- _PROBLEM DESCRIPTION_
Can you write out all the records below again, swapping every "coverage grid" for "placement map", changing nothing else, and leaving out the pictures?

- _DATASET EXTRACT_
[BEGIN]

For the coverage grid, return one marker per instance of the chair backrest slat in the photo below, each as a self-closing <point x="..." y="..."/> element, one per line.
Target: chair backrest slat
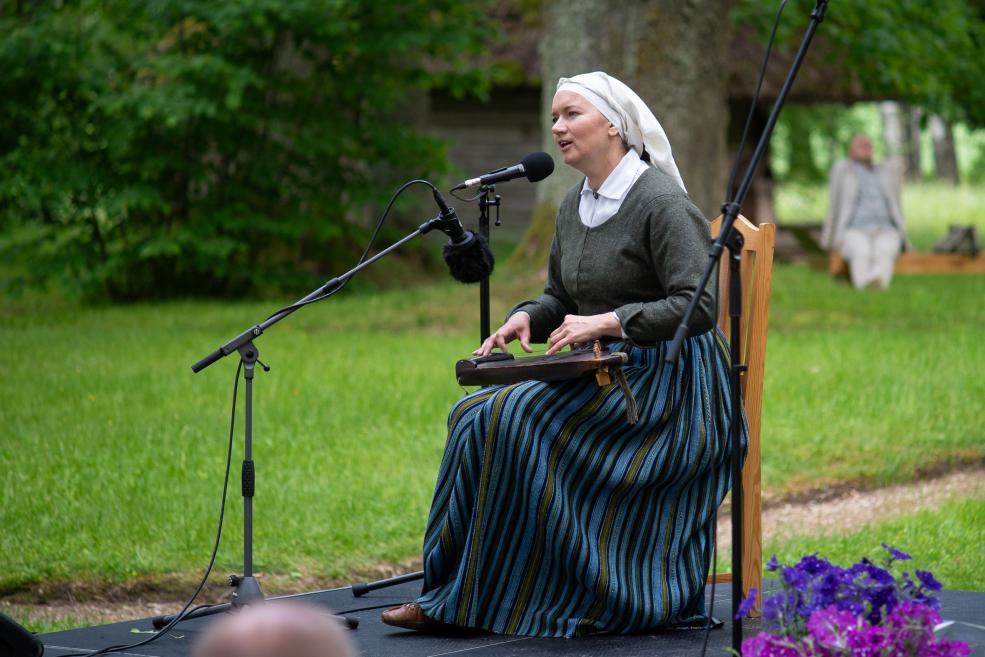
<point x="756" y="272"/>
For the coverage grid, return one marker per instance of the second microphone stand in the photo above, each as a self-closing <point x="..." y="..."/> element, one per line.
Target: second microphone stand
<point x="731" y="239"/>
<point x="485" y="202"/>
<point x="246" y="588"/>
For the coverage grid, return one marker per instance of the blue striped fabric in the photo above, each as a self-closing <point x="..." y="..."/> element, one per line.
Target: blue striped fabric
<point x="553" y="516"/>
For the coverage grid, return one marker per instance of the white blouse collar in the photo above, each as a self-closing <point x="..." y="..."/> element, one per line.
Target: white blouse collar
<point x="620" y="180"/>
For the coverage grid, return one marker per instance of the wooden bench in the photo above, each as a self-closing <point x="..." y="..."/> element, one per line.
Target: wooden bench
<point x="914" y="262"/>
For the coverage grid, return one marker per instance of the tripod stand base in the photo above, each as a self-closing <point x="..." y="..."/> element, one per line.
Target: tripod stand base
<point x="160" y="622"/>
<point x="247" y="590"/>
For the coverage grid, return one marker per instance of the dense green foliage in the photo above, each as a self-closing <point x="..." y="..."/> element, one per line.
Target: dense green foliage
<point x="925" y="53"/>
<point x="154" y="149"/>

[END]

- _TASK OUTPUT_
For the placement map, return one marker per instance of the chair backrest slat in the photo below, each as a self-closing <point x="..." y="..."/> element, one per line.
Target: chair backrest slat
<point x="756" y="272"/>
For the placement map, return one marker per instance of the second microphone stand in the photo above, each as a self-closing <point x="..." y="..."/> element, one per line.
Target: second microphone stand
<point x="731" y="239"/>
<point x="485" y="202"/>
<point x="246" y="588"/>
For the placement map, return one marker per instance of the blue striped fabric in the photo above, each as a self-closing <point x="..." y="..."/> element, one per line.
Target: blue striped fabric
<point x="553" y="516"/>
For the placement map, return one marker per instance of the white blouse collar in the photo above, each as a self-closing <point x="..." y="..."/> element, one per line.
Target: white blouse collar
<point x="620" y="180"/>
For the placement map, return one marker per instance of the wooden bench in the photo above, each as a self-closing <point x="..." y="..."/> element, one per line.
Target: wooden bench
<point x="914" y="262"/>
For the placement map, return one marker per instance of the tripod stand base in the photo above, each as a self-closing <point x="..." y="..."/> element, one per line.
Target: tripod stand base
<point x="160" y="622"/>
<point x="247" y="590"/>
For the placement map, return one marker per instance of the dense green foliage in the photo above, each as a self-closing <point x="..." y="..."/> element, one per line.
Target: dense green foliage
<point x="925" y="53"/>
<point x="154" y="149"/>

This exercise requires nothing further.